> _How to complete this task_:
Write out again each line of the material below, unchanged, from the first one to the line that holds "Target: court logo on banner".

> _Given information_:
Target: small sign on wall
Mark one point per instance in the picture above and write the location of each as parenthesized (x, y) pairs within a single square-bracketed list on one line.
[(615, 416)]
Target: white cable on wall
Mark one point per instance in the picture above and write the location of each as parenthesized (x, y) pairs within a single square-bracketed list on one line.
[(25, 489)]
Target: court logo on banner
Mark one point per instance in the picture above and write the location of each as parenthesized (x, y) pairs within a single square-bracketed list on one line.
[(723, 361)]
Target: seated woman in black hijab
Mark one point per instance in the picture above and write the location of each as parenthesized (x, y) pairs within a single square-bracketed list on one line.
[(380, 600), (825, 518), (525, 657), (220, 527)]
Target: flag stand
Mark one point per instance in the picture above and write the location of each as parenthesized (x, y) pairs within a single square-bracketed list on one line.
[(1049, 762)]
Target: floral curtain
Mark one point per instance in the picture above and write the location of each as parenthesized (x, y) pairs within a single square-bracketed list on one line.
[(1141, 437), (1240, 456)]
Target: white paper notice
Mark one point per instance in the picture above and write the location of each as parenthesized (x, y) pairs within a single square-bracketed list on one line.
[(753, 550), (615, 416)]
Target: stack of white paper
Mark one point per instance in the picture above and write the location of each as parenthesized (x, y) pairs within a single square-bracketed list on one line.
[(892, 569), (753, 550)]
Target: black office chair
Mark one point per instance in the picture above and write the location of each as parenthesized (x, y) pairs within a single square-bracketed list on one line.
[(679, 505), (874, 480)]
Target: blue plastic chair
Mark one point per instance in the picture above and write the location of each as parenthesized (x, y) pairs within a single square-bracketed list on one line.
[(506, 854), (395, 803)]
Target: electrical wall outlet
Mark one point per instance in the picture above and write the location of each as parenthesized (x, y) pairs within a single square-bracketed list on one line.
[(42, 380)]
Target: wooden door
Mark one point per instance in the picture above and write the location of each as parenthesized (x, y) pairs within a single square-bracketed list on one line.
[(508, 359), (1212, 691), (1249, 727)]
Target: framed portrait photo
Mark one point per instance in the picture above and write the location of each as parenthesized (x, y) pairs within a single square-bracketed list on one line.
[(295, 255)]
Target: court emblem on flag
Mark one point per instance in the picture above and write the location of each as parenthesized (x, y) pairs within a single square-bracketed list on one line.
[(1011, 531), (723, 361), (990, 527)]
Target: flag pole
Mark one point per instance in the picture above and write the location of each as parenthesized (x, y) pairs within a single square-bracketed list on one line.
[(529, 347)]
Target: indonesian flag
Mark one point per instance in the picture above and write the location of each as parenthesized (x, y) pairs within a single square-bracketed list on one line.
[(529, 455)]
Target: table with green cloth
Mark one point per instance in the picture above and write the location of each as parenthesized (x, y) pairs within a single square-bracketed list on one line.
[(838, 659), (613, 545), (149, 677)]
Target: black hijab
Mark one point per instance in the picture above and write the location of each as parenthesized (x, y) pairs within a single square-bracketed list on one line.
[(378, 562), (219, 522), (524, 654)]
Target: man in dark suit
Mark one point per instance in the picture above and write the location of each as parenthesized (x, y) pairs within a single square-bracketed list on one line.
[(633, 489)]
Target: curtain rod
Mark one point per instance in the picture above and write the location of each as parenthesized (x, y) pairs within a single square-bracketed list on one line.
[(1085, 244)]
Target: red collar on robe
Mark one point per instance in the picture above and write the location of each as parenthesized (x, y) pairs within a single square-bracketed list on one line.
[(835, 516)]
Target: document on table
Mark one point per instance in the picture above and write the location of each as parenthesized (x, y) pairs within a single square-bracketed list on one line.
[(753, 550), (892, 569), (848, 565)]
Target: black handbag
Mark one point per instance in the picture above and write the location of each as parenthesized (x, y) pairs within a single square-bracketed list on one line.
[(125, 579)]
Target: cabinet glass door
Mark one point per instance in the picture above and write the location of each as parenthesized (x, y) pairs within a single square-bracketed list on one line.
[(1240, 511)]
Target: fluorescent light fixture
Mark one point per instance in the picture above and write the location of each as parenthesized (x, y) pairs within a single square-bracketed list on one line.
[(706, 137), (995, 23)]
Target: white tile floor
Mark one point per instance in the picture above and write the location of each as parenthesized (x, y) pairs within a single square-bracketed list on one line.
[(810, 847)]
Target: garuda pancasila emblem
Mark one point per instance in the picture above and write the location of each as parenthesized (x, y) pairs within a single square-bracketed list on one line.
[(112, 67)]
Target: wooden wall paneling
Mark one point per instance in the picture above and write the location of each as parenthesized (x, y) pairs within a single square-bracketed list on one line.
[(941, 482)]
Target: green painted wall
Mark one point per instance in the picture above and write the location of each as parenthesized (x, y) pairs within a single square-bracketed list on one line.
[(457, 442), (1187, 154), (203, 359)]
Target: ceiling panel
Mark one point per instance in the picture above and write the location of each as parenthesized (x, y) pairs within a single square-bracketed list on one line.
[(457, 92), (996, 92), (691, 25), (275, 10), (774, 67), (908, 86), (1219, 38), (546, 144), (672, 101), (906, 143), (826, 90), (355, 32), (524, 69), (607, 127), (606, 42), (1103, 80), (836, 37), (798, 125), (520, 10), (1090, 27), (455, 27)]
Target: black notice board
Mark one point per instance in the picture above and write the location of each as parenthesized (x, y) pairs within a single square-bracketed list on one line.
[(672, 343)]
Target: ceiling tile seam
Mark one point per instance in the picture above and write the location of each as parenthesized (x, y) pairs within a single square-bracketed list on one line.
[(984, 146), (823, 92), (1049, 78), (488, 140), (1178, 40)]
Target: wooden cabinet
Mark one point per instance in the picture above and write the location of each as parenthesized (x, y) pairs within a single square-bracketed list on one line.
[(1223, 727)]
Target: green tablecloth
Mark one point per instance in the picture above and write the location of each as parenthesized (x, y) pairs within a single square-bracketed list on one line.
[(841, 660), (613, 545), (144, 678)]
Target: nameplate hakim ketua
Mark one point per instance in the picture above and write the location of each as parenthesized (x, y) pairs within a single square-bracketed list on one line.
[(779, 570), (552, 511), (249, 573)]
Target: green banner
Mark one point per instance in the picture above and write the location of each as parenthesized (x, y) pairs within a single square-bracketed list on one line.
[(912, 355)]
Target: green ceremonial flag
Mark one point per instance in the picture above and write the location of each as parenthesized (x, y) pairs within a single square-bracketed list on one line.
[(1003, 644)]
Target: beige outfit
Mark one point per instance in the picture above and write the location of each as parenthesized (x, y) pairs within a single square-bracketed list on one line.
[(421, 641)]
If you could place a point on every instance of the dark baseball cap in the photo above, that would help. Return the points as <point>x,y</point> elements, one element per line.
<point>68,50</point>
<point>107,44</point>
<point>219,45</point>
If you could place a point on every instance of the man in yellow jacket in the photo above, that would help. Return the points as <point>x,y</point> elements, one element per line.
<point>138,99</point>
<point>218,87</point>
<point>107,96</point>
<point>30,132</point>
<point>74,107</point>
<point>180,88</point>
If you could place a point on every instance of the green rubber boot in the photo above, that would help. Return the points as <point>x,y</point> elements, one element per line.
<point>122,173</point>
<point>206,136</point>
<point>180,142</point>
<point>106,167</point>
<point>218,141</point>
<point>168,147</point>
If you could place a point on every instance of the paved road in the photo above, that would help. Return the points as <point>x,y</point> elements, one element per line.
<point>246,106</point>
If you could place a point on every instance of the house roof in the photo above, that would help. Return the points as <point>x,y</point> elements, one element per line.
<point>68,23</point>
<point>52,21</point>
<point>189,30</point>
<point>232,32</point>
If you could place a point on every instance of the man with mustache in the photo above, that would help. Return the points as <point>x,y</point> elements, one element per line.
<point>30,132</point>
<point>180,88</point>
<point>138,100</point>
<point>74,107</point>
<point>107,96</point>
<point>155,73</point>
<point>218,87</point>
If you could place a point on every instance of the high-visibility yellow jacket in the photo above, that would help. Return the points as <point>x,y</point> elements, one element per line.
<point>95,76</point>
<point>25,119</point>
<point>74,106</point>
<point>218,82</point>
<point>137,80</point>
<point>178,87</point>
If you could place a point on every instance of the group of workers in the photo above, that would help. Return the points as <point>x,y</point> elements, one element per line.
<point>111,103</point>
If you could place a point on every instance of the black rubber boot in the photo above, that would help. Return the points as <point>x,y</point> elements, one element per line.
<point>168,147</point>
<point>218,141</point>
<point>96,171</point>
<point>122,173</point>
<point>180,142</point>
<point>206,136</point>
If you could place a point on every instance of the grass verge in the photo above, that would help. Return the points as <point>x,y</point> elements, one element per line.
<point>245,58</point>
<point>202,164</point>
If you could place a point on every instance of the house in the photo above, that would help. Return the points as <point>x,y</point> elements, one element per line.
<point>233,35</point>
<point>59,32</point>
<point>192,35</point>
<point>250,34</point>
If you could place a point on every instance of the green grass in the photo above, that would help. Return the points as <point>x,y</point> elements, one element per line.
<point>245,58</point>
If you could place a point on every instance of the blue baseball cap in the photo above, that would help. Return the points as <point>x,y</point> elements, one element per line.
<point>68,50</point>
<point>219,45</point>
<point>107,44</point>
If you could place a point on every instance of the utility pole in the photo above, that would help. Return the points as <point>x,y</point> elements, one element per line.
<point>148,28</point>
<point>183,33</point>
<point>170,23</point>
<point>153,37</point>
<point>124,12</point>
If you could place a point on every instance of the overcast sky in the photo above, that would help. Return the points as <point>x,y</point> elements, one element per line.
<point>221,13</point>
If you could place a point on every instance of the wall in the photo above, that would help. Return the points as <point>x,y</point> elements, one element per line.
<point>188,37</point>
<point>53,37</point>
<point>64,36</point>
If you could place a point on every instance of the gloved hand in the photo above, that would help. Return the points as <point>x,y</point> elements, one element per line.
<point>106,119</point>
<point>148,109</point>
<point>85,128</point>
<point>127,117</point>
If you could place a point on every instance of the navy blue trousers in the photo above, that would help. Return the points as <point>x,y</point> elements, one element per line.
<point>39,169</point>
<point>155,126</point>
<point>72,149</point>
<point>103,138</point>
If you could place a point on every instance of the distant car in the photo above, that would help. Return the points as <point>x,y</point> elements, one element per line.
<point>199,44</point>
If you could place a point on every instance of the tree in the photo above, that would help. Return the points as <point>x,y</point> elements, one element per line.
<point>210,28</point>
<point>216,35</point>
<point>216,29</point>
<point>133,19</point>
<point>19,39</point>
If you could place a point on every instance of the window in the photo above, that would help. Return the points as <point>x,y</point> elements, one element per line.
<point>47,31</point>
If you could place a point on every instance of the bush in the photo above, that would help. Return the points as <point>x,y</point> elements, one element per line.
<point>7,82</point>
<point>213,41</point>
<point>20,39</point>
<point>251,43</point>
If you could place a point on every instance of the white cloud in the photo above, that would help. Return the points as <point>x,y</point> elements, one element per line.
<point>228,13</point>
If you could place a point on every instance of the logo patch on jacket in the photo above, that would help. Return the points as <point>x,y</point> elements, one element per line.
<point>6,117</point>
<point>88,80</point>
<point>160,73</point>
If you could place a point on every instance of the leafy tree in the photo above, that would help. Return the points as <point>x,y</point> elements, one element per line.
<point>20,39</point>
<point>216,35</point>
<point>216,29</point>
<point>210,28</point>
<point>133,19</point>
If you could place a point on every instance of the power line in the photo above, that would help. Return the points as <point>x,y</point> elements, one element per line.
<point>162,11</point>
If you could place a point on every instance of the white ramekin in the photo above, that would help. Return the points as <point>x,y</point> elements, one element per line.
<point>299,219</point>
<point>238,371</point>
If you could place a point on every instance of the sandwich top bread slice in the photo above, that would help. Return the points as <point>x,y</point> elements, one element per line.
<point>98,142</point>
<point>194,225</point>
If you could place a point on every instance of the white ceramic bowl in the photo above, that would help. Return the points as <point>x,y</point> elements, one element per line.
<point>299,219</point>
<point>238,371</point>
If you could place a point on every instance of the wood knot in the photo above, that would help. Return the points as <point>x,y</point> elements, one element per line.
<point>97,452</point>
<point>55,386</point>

> _Solution to the problem_:
Target: small sign on wall
Mark one point per instance in the picture above and write the location of each as parenthesized (x, y) pairs within a single square-bracketed list on one line.
[(615, 416)]
Target: white cable on wall
Mark one point per instance in the picture above and write the location of each as parenthesized (x, y) pairs within a single square-bracketed list on one line.
[(25, 489)]
Target: court logo on banner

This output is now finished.